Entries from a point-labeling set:
------------------------------------------------------------
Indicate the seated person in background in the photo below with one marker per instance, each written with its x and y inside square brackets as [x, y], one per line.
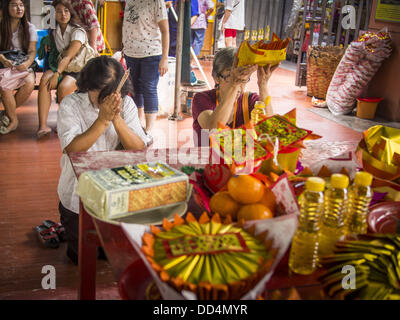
[95, 118]
[222, 103]
[16, 33]
[68, 38]
[88, 18]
------------------------------------------------------------
# Challenge
Write out every line of the entries above verbatim, leaving out the pictures.

# Exercise output
Indicate the seated person in background in the photo below with one marker per instance, each written with its x and y inside square brackets as [x, y], one per line.
[95, 118]
[222, 103]
[16, 33]
[68, 38]
[88, 18]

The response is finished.